• **WHAT THE EXERCISE ASKS**
Reproduce the entries verbatim, beginning with the first line and ending with the line that contains "[[1107, 439], [769, 410], [875, 397]]", including both of those lines.

[start]

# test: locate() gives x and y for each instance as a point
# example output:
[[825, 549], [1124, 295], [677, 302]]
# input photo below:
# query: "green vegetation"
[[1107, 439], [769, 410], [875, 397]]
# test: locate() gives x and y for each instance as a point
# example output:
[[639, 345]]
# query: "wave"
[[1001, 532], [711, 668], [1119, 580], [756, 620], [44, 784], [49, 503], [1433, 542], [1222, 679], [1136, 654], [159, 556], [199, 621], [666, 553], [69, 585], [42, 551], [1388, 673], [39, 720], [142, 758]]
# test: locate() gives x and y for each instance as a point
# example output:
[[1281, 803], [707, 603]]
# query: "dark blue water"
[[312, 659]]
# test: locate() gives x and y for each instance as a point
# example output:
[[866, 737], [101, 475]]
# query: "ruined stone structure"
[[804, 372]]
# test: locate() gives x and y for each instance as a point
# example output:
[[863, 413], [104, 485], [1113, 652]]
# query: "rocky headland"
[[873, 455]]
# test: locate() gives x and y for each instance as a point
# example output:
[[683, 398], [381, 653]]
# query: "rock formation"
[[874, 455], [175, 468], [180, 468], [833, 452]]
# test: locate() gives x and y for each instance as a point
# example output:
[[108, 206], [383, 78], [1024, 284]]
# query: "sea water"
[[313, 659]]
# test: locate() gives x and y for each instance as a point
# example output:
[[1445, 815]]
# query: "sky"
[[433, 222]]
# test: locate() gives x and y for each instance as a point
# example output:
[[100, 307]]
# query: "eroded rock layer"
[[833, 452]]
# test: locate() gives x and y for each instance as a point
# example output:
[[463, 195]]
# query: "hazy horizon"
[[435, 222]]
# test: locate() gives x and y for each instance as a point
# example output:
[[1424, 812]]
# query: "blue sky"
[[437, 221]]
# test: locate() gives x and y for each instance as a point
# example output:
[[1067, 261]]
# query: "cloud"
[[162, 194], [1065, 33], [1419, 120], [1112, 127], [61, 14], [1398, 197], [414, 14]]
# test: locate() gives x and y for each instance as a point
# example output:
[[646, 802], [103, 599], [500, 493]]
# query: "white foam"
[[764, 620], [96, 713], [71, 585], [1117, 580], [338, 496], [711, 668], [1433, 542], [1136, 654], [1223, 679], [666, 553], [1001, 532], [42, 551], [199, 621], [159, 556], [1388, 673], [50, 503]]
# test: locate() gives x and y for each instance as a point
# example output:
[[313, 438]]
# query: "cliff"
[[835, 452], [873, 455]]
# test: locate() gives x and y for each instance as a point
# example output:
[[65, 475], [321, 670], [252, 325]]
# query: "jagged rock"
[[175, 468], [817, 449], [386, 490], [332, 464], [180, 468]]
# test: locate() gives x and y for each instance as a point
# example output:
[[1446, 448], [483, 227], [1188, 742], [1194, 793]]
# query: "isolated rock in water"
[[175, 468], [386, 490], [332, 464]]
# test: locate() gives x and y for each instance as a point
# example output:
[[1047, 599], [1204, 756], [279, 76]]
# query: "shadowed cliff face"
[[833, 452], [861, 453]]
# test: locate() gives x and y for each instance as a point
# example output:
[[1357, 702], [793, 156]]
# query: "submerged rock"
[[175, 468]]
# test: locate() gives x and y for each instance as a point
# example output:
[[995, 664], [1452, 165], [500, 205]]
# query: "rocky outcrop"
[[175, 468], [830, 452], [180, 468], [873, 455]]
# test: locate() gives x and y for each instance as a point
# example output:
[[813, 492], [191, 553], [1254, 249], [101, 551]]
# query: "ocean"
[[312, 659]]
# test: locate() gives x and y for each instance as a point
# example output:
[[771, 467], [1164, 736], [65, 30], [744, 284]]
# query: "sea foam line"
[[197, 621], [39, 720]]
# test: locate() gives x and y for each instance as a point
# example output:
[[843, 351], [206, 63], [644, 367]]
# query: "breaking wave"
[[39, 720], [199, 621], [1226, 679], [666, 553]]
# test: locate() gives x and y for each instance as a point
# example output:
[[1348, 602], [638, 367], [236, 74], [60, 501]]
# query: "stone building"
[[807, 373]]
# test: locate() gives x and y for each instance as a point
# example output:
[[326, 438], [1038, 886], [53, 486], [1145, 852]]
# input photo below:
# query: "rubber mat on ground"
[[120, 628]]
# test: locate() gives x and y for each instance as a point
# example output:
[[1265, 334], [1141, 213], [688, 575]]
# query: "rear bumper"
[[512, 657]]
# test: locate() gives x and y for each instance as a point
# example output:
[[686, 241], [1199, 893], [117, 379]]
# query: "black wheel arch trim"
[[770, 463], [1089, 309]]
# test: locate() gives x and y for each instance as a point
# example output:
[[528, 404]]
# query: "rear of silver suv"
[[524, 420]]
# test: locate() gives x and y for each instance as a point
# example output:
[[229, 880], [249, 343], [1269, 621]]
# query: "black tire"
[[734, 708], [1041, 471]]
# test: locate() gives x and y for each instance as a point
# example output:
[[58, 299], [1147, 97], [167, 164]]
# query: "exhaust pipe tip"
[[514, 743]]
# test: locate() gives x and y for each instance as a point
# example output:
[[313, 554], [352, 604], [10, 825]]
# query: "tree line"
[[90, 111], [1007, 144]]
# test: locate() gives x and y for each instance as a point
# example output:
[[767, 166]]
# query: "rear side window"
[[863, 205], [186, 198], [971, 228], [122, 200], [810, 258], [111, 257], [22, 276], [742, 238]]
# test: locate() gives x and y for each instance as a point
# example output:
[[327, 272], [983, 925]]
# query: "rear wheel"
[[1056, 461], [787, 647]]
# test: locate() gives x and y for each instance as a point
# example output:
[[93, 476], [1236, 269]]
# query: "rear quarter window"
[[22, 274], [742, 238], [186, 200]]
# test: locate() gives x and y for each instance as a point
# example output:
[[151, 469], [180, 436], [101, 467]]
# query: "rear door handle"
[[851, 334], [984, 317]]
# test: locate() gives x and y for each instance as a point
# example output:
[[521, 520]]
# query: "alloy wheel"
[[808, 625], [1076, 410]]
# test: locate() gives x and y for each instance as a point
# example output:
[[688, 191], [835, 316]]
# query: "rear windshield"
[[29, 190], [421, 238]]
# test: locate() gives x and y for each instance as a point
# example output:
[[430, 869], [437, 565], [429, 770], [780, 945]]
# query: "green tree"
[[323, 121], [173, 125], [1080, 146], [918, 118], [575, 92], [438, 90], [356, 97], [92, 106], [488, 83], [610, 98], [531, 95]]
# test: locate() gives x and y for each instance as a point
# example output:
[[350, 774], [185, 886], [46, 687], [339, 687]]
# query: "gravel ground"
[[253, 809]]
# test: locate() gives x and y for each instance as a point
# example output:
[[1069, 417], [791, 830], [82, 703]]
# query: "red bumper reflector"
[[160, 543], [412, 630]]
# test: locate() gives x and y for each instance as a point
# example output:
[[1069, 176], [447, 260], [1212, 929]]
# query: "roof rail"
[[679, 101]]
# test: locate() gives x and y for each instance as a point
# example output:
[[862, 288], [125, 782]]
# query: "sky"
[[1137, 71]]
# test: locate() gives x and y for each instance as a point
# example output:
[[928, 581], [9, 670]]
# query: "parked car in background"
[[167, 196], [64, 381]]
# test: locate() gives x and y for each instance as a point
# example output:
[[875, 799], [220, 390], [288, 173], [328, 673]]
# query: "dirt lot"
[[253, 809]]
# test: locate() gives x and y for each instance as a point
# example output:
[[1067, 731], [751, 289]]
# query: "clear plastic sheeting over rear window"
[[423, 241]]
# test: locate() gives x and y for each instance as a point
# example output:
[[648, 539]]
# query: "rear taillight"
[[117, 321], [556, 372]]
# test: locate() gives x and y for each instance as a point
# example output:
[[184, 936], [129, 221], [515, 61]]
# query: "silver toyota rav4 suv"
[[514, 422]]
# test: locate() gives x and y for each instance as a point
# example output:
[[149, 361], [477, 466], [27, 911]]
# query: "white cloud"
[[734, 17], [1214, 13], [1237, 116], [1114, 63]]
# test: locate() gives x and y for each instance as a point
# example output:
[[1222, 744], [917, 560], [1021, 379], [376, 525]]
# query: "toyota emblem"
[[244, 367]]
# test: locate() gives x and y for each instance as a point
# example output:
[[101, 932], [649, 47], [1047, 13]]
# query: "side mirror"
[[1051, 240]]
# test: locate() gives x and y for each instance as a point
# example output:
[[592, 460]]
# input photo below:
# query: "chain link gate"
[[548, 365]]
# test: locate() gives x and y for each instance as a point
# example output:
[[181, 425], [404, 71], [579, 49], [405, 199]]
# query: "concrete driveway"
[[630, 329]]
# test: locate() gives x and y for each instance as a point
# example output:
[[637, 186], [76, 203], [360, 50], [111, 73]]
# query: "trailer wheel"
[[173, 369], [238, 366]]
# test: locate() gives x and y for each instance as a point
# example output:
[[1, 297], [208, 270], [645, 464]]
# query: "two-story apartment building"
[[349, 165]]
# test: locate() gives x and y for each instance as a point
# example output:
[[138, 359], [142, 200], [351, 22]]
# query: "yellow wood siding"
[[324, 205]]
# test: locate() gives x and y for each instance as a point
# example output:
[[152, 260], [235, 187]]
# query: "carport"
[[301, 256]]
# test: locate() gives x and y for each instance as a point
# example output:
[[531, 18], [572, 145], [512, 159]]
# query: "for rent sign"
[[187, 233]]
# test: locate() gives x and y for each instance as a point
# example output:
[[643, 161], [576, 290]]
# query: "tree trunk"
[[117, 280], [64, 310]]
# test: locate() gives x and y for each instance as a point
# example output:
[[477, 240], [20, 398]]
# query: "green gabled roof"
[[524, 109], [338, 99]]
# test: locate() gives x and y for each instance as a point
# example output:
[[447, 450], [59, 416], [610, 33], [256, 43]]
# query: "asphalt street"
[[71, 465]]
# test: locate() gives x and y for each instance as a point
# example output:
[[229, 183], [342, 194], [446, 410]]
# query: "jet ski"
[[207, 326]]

[end]

• **SOLUTION TO THIS PROBLEM**
# test: locate() gives x and y for each instance as a point
# example output:
[[825, 549], [1124, 295], [677, 302]]
# input photo below:
# query: "green vegetation"
[[1107, 439], [769, 410], [875, 397]]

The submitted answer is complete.